> **ACTIVITY**:
Repeat word for word the part of the Michigan data center financing article starting with "The debt is" and going on through "country’s digital future.".

====== EXERCISE TEXT ======

A $16 billion financing package for a massive Oracle Corp. data center in Michigan has closed after months of difficult negotiations, the latest sign of both the enormous appetite for AI infrastructure and the growing wariness among investors asked to fund it.
Bank of America sold $14 billion in bonds tied to the project, with Pacific Investment Management Co. serving as the anchor buyer, according to a statement from Related Digital, the data center’s developer. Pimco alone purchased roughly $10 billion of the bonds, with other institutional investors absorbing the remainder, according to people with knowledge of the deal who asked not to be identified because they are not authorized to speak publicly.
The bonds, sold privately in a 144A offering available only to large institutional investors, mature in 2045, were priced at 98.75 cents on the dollar and carry a 7.5% coupon. Wells Fargo and Goldman Sachs were also involved in the transaction. Representatives for Bank of America, Wells Fargo and Goldman Sachs did not immediately respond to requests for comment.
The debt is part of the broader $16 billion package that will fund a data center campus in Saline Township in southeastern Michigan. Oracle is the tenant and is expected to use the facility to power applications for OpenAI. The financing also includes equity contributions from Related Digital and funds affiliated with Blackstone Inc., which put in roughly $2 billion.
Related Digital, a venture of New York-based property developer Related Cos., said the project would play a critical role in the country’s digital future.
The prolonged path to closing underscores how Wall Street is applying greater scrutiny to the debt-fueled AI infrastructure boom even as demand for data center capacity continues to surge. The Michigan deal follows a series of even larger financing packages assembled for Oracle data centers, including a $38 billion deal for facilities in Texas and Wisconsin and an $18 billion package for a site in New Mexico.
The broader buildout shows little sign of slowing. The largest technology companies are pouring hundreds of billions of dollars into data centers and AI infrastructure, with much of that capital coming from debt markets. Since last year, at least $290 billion in financing has been arranged for hyperscaler projects. Oracle has emerged as one of the largest high-grade corporate bond issuers in the United States, with roughly $120 billion of notes in the main U.S. corporate bond index. In early February, the company sold an additional $25 billion in bonds.

====== PROVIDED MATERIAL ======

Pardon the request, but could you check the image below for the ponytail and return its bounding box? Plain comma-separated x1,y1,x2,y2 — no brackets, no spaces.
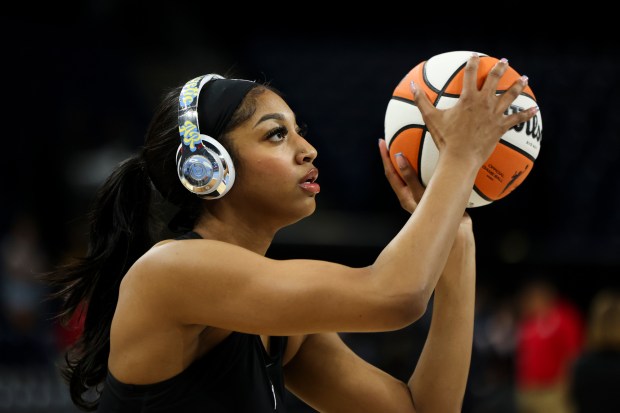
45,156,152,411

======

> **SOLUTION TO THIS EXERCISE**:
The debt is part of the broader $16 billion package that will fund a data center campus in Saline Township in southeastern Michigan. Oracle is the tenant and is expected to use the facility to power applications for OpenAI. The financing also includes equity contributions from Related Digital and funds affiliated with Blackstone Inc., which put in roughly $2 billion.
Related Digital, a venture of New York-based property developer Related Cos., said the project would play a critical role in the country’s digital future.